● EXTRACTED MATERIAL
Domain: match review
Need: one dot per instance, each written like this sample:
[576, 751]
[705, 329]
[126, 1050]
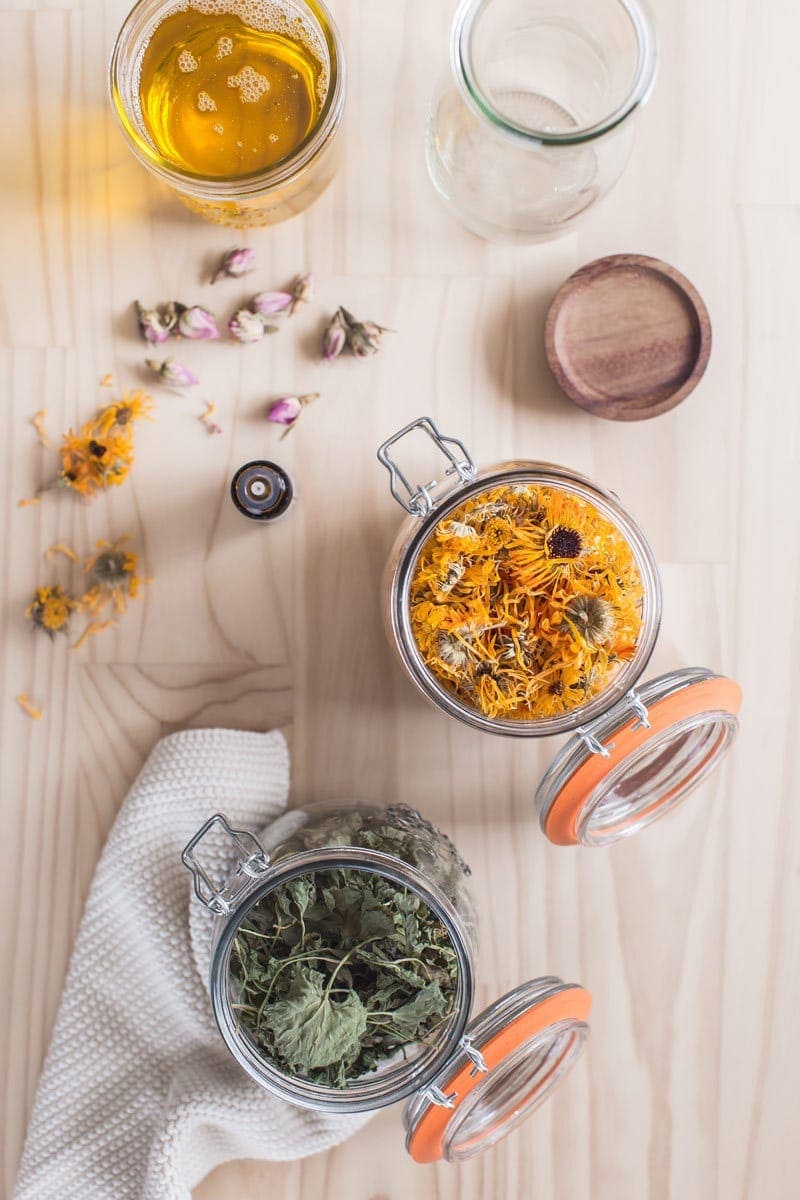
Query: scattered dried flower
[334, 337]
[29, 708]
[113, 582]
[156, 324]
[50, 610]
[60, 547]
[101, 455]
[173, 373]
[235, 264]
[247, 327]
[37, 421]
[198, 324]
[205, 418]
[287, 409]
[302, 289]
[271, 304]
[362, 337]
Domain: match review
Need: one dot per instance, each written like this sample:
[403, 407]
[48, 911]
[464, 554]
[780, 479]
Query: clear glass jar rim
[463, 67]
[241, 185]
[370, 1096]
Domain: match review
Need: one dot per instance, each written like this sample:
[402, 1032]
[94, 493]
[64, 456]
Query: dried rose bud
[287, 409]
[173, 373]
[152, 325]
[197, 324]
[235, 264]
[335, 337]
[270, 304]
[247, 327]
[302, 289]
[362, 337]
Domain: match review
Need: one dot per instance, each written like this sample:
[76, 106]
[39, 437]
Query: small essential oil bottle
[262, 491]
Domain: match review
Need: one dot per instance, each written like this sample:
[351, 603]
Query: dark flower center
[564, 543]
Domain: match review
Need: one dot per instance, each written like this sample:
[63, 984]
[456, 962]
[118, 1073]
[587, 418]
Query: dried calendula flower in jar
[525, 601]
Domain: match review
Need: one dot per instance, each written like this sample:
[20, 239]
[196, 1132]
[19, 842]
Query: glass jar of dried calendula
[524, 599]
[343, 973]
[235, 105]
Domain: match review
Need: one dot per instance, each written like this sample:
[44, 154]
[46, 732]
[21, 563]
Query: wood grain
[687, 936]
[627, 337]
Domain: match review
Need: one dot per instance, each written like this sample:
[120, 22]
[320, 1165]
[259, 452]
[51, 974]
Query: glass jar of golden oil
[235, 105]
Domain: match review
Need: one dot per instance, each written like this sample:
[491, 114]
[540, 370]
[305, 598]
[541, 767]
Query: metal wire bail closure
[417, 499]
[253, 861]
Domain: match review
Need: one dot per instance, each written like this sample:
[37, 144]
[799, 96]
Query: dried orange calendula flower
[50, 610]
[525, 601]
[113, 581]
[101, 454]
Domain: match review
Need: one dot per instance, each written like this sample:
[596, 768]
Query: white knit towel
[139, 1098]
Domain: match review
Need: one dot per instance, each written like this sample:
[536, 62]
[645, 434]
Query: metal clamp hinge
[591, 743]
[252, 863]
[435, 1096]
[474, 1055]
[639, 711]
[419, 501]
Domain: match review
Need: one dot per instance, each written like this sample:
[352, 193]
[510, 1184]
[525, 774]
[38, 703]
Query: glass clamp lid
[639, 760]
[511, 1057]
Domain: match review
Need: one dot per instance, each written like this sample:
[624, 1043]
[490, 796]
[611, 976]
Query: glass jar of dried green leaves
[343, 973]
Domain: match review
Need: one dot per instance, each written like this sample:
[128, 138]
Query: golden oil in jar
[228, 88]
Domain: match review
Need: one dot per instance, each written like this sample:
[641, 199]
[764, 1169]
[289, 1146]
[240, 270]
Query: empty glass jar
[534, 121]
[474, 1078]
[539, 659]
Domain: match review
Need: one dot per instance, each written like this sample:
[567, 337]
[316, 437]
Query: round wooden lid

● REQUIREMENT
Copy the entries exactly. Leave out the images.

● WRITTEN RESPONSE
Domain: match review
Need: one dot per instance, each written like this sample:
[576, 751]
[705, 329]
[126, 1050]
Query: scattered dried flower
[334, 337]
[29, 708]
[113, 582]
[156, 324]
[50, 610]
[60, 547]
[101, 455]
[173, 373]
[235, 264]
[247, 327]
[37, 421]
[198, 324]
[205, 418]
[287, 409]
[302, 289]
[271, 304]
[362, 337]
Domain: match review
Need: one dot per instance, each written like this sample:
[403, 407]
[48, 911]
[464, 554]
[780, 479]
Query: clear glass jar rim
[463, 67]
[241, 185]
[370, 1096]
Domain: match review
Need: one dot per instance, each written like this sample:
[402, 1032]
[94, 493]
[64, 456]
Query: dried rose bud
[287, 409]
[173, 373]
[152, 325]
[197, 324]
[235, 264]
[335, 337]
[270, 304]
[247, 327]
[302, 289]
[362, 337]
Domain: match review
Need: one dot per instance, each written like this sample:
[76, 106]
[39, 437]
Query: small essential oil bottle
[262, 491]
Domain: match review
Need: one dot per instance, each written like this sample:
[351, 603]
Query: dark flower center
[564, 543]
Domain: match review
Need: one dot per instance, each written like this sample:
[63, 984]
[456, 962]
[118, 1073]
[587, 418]
Query: dried calendula flower in jar
[525, 601]
Domain: match review
Need: one dot per instance, each written like this sample:
[20, 239]
[196, 1132]
[19, 842]
Query: glass jar of dried calendula
[524, 599]
[343, 973]
[235, 105]
Domain: match review
Need: one dot per instance, each written like this sample:
[44, 154]
[46, 732]
[21, 563]
Query: wood grain
[687, 936]
[627, 337]
Domain: match review
Need: one dot per instance, each written like this sample:
[120, 22]
[320, 1165]
[259, 452]
[51, 974]
Query: glass jar of golden oil
[235, 105]
Domain: match review
Need: one dot per instance, each written like this sample:
[491, 114]
[540, 370]
[305, 598]
[541, 767]
Query: metal wire bail closure
[417, 499]
[253, 861]
Domain: match review
Need: one dot per instance, each written like this sample:
[37, 144]
[799, 96]
Query: dried orange calendula flower
[50, 610]
[525, 601]
[113, 581]
[101, 454]
Domain: match review
Need: one dot per instance, each written like this sample:
[596, 768]
Query: white knit towel
[139, 1098]
Domain: match review
Need: one dot per instance, each written like this sample:
[536, 62]
[645, 434]
Query: metal clamp hinge
[591, 743]
[252, 863]
[435, 1096]
[474, 1055]
[639, 711]
[419, 501]
Domain: match review
Need: one dot per instance, each written like this sample:
[352, 193]
[510, 1184]
[525, 774]
[38, 703]
Query: glass clamp lid
[639, 760]
[511, 1057]
Domain: match review
Need: one dot per instance, each written like this sample:
[624, 1043]
[490, 796]
[611, 976]
Query: glass jar of dried green leaves
[343, 973]
Domain: match review
Need: one dot per instance, each written like this sample:
[128, 138]
Query: golden oil in jar
[228, 88]
Domain: match review
Need: one dot per instance, each written like this sample:
[641, 199]
[764, 1169]
[289, 1146]
[240, 270]
Query: empty glass jar
[534, 121]
[474, 1078]
[539, 659]
Domain: match review
Need: one dot per instance, each written like this sample:
[567, 337]
[316, 437]
Query: round wooden lid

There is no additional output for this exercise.